### [Task objective]
Rewrite the stretch of the passage on video games at PLNU from "According to a" through "over 180 people).", substituting "computer games" for every "video games".

### [Excerpted passage]
#####

According to a late-2015 Pew Research study, 67% of adults aged 18-29 play video games. Are these popular games a fun form of entertainment, or a socially harmful pastime? The students and faculty at PLNU have diverse opinions about this subject.

“I’ve always seen video games as a hobby,” said Josh Morse. Morse is a writing major and president of the TeSPA esports club, which hosts video game competitions. He says that video games are a way to do something with people who may feel uncomfortable at sports events or book clubs.

Morse said Point Loma’s ASB has given them positive feedback for being so active in holding events and attracting so many people. (Morse said the club’s mailing list is over 180 people).

He also said that the club had attracted many different ethnicities, and that gaming “brings out the most diversity of any activity.”

Morse regards video games’ narratives as “a new form of literature,” he said. For others, it offers them another reason to be in community. He counts gaming as something that brings people together.

Morse cited the increase of televised game competitions as a sign that “The culture is moving more towards appreciating video games.” Morse said. “Businesses are recognizing there’s money to be made in esports.”

PLNU’s esports club sent 6 students to a Super Smash Bros. (An action fighting game published by Nintendo) tournament last year at SDSU, and came in second place.

Writing major Jack Shelby and Accounting major Gregory Prudhomme also speak fondly of video games.

“There’s nothing quite like getting a bunch of friends together and sitting down and all playing Mario Kart,” Shelby said. He has “good memories” of playing the game with his friends.

Prudhomme, who plays video games in his daily routine, sees gaming as a form of stress relief in modern culture. “We sort of imagine ourselves in the world of the game and react to things how we would react in real life,” he said.

However, there are those who think there are better uses of one’s time.

Sora Chiba, whose major is undeclared, said he always had the option of paying for games, but he chose to invest in surfing equipment instead. “I never had the means of getting them, never had the desire.” He said, shrugging. “My love for surfing was greater.”

Annalee Sasahara, graphic design major, said, “I used to play video games a lot when I was growing up, but now I don’t really like to play them because I just don’t really like to sit inside for a long time.” She praised games you play with others, but thought shutting yourself away to play them could be too isolating.

Megan Richardson, a Resident Director at Nease Hall, shared some concerns she had with video games. Recently, she said, the RDs went to a seminar about games and virtual reality. She said that although some can be harmless, research shows that games portraying extreme violence or sex can alter normal brain activity.

“Even though it’s fake, doing those kinds of things to an image of a human actually changes brain pathways and lessens people’s empathy, or real relationships in their actual lives, because when you are interacting with virtual humans it diminishes your capacity to interact with real humans.” She said.

“From my experience, students who choose to game a good portion of their day really struggle getting to class and they get less sleep which has a lot of detrimental effects on a lot of other areas of life.” Richardson said. “Like, their grades start to slip, and they are more socially isolated.”

However, she said that the effects depend on the game. She appreciates games involving sports or playing with people more than those involving killing, objectifying women, or “doing things that you hypothetically would hopefully never do in your real life.”

#####

### [Data]
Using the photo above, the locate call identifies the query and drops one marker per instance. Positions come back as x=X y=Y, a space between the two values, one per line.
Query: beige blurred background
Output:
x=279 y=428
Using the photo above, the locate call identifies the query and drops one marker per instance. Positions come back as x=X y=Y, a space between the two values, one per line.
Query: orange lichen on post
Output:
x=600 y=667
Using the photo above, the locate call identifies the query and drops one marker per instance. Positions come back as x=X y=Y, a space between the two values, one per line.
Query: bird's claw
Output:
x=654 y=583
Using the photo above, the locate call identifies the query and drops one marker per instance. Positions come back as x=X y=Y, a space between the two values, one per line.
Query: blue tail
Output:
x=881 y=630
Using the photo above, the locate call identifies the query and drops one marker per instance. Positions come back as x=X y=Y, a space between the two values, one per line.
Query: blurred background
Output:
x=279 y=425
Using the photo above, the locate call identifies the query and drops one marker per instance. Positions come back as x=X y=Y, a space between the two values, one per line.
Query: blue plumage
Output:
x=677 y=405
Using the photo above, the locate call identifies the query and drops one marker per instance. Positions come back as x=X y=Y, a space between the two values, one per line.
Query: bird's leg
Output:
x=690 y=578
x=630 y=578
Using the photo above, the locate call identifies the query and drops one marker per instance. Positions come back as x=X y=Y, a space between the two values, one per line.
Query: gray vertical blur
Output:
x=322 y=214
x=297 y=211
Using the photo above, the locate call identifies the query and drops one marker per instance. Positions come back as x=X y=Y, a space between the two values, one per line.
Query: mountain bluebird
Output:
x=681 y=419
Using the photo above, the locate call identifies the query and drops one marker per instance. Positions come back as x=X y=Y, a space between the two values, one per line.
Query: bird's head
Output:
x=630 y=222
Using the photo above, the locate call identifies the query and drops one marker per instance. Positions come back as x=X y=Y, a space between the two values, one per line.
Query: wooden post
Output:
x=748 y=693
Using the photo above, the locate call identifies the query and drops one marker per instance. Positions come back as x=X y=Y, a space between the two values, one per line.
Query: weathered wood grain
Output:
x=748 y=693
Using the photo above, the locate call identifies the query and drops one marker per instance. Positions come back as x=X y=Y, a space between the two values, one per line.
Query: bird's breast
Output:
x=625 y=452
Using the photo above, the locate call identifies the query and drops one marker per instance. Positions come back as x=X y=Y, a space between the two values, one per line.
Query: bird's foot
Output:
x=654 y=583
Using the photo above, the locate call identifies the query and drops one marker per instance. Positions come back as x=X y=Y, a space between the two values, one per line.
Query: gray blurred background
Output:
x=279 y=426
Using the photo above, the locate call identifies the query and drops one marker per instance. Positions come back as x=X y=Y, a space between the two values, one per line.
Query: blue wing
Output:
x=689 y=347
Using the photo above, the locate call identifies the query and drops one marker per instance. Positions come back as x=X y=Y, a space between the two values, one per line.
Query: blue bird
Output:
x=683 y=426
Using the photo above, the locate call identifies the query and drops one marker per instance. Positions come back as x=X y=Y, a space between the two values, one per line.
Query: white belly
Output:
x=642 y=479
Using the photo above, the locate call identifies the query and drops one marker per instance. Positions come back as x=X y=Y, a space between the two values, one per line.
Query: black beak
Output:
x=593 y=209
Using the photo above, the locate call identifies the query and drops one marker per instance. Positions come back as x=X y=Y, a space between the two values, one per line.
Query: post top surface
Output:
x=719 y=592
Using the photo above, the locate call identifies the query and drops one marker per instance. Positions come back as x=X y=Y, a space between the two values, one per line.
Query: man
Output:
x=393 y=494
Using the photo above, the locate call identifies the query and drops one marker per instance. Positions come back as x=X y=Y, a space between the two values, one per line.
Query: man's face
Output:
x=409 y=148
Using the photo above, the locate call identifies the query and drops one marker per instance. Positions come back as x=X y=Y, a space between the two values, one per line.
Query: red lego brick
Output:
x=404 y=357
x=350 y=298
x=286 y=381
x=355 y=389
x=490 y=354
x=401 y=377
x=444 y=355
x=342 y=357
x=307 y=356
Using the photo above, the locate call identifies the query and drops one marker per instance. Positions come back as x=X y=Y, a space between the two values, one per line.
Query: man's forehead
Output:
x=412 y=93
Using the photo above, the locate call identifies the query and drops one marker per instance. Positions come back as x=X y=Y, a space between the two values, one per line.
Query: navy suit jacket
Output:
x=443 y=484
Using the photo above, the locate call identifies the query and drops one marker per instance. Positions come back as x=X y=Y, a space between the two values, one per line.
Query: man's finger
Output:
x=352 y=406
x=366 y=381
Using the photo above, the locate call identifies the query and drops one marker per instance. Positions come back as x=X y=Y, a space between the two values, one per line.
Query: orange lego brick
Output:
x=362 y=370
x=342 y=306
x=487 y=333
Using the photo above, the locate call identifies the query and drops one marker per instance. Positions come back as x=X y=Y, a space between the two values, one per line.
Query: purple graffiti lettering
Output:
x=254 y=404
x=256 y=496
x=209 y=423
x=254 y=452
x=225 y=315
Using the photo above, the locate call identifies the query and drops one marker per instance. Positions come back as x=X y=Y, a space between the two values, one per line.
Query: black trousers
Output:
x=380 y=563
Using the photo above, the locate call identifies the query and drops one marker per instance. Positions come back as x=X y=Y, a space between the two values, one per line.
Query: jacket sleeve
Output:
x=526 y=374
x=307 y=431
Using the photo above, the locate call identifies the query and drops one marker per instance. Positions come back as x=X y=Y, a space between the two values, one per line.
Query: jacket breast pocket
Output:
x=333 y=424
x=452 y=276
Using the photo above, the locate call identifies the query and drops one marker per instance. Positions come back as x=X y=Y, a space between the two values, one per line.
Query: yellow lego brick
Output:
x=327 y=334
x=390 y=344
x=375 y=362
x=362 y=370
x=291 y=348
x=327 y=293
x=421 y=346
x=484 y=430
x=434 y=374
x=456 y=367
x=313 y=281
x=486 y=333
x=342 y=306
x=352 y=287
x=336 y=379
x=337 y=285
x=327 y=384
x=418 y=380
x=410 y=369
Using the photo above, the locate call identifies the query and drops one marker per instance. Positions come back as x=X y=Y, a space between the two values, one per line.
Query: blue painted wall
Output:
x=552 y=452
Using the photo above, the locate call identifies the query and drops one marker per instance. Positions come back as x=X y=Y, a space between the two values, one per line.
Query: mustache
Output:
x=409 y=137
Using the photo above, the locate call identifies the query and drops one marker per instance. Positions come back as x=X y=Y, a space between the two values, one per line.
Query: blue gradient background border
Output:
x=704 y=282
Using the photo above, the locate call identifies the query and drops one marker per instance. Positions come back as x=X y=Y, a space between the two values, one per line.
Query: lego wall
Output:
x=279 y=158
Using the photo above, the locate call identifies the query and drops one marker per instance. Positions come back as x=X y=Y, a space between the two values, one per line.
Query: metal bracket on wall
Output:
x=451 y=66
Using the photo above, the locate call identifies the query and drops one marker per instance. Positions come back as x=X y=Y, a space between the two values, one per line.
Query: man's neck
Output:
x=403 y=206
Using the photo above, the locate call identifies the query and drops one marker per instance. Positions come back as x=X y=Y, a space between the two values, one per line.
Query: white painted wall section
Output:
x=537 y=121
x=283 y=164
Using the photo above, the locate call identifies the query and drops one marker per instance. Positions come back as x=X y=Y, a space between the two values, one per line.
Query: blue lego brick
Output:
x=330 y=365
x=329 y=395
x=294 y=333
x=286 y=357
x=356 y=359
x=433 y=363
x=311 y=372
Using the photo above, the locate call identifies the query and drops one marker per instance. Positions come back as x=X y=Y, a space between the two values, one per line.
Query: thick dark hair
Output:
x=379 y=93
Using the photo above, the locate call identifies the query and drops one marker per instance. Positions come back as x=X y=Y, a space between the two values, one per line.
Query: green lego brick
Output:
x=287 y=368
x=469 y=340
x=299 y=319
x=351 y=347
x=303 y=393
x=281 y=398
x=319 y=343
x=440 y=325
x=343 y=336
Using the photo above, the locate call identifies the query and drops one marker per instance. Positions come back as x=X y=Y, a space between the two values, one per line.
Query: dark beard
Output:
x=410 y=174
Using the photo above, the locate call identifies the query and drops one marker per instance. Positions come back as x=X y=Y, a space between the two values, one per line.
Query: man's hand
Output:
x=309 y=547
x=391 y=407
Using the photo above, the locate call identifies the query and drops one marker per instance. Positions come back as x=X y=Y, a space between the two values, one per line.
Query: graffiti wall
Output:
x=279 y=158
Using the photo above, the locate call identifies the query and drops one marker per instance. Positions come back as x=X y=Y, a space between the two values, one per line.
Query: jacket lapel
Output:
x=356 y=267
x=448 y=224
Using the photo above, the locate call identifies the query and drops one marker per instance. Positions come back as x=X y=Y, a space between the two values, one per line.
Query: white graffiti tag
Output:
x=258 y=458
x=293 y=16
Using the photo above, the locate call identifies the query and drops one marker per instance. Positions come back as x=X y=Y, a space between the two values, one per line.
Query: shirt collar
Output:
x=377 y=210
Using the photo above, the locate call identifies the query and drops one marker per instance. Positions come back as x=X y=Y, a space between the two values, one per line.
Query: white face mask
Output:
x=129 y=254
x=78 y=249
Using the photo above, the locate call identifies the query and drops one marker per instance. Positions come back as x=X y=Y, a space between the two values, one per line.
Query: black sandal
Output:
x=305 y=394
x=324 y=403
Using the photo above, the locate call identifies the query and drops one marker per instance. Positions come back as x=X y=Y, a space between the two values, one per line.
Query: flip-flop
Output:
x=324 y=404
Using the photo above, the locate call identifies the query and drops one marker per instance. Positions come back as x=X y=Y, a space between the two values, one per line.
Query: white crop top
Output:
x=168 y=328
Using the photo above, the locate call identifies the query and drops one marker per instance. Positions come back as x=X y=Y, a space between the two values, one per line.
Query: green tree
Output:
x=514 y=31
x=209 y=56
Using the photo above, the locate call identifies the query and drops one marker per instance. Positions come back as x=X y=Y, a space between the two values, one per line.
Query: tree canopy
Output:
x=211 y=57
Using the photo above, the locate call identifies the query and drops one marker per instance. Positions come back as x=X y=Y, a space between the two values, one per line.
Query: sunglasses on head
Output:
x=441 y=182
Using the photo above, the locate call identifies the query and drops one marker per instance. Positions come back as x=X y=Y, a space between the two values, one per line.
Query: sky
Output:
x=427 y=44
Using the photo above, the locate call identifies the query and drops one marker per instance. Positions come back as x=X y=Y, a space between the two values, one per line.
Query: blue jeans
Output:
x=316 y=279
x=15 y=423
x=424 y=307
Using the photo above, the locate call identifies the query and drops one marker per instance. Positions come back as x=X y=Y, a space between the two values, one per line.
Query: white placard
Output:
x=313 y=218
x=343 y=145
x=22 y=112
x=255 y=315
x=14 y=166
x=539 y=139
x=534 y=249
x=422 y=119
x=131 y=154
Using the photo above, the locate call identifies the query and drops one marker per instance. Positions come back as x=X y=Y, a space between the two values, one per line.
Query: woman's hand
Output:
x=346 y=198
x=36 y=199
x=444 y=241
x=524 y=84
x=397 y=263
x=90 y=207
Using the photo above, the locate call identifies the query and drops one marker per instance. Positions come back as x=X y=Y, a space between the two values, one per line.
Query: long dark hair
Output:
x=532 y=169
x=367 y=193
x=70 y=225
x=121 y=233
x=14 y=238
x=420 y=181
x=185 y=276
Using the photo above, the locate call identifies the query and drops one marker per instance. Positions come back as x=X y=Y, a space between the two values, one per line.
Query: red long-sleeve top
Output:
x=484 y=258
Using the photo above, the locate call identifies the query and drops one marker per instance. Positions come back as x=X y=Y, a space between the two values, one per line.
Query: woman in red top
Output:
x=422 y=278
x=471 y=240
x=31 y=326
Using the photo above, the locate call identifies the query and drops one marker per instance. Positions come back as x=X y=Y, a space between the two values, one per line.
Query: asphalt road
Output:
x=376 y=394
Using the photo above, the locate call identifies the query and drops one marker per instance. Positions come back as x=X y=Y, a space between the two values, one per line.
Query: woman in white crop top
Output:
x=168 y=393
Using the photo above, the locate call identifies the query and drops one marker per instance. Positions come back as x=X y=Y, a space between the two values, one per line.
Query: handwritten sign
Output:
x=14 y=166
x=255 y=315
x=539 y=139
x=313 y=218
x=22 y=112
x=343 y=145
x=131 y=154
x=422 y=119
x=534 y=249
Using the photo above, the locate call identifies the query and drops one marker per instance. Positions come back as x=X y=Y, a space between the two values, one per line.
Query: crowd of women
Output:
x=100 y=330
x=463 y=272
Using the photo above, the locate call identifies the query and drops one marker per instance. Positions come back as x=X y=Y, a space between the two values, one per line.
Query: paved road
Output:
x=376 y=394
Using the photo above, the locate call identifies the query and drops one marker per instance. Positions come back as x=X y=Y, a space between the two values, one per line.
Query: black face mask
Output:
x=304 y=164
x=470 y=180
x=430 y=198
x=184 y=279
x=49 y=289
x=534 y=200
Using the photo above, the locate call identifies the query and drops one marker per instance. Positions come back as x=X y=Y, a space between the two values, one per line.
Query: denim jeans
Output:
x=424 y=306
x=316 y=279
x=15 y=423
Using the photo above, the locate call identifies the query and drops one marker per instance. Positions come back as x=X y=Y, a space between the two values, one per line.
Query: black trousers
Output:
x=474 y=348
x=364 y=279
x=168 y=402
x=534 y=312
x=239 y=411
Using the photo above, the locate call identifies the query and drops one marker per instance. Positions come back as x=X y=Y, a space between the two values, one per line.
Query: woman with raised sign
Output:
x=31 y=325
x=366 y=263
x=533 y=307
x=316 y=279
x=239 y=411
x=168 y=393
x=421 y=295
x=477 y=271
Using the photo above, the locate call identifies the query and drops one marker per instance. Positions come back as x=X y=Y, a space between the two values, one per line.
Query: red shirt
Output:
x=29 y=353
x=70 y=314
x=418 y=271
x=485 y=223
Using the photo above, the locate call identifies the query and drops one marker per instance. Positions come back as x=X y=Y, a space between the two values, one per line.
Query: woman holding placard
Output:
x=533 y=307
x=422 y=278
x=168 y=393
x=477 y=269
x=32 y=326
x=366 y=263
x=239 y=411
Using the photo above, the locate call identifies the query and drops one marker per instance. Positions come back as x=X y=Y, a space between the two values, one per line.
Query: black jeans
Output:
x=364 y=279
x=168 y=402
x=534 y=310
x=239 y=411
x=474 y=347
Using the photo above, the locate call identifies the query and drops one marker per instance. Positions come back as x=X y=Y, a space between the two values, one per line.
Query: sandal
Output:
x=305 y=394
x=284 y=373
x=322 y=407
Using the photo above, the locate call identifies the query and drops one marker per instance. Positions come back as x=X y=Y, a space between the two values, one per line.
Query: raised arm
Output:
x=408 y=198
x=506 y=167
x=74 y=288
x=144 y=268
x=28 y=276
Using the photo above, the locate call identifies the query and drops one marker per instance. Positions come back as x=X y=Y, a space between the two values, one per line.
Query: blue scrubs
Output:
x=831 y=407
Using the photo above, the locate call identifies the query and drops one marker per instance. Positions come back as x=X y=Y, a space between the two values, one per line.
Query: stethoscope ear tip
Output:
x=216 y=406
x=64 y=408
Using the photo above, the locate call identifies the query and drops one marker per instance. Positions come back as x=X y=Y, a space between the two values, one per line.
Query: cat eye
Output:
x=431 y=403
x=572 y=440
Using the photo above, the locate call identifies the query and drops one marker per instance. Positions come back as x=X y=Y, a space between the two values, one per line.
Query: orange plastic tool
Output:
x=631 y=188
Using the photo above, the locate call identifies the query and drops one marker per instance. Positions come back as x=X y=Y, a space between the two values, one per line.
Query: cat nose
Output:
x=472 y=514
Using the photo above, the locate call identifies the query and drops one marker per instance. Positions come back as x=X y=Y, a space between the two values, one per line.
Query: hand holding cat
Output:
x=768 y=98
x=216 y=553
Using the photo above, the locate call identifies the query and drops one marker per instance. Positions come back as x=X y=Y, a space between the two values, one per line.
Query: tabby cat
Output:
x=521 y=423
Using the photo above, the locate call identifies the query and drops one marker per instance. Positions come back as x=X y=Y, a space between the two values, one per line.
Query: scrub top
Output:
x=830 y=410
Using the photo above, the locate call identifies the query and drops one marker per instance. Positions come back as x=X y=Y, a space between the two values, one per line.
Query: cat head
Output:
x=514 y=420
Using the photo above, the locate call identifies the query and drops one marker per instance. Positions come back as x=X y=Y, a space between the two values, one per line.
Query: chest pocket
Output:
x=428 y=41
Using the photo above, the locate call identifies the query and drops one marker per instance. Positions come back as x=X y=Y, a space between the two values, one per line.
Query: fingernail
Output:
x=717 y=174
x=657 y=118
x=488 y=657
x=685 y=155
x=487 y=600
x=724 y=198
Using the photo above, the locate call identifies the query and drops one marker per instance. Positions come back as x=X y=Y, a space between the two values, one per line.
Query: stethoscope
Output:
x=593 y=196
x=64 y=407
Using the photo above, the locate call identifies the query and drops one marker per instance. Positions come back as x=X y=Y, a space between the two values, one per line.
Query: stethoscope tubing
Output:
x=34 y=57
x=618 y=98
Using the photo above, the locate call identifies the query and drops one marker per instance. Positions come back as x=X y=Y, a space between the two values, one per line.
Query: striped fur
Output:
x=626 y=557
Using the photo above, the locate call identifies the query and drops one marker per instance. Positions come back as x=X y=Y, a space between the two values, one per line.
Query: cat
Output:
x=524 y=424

#####

### [Answer space]
According to a late-2015 Pew Research study, 67% of adults aged 18-29 play computer games. Are these popular games a fun form of entertainment, or a socially harmful pastime? The students and faculty at PLNU have diverse opinions about this subject.

“I’ve always seen computer games as a hobby,” said Josh Morse. Morse is a writing major and president of the TeSPA esports club, which hosts video game competitions. He says that computer games are a way to do something with people who may feel uncomfortable at sports events or book clubs.

Morse said Point Loma’s ASB has given them positive feedback for being so active in holding events and attracting so many people. (Morse said the club’s mailing list is over 180 people).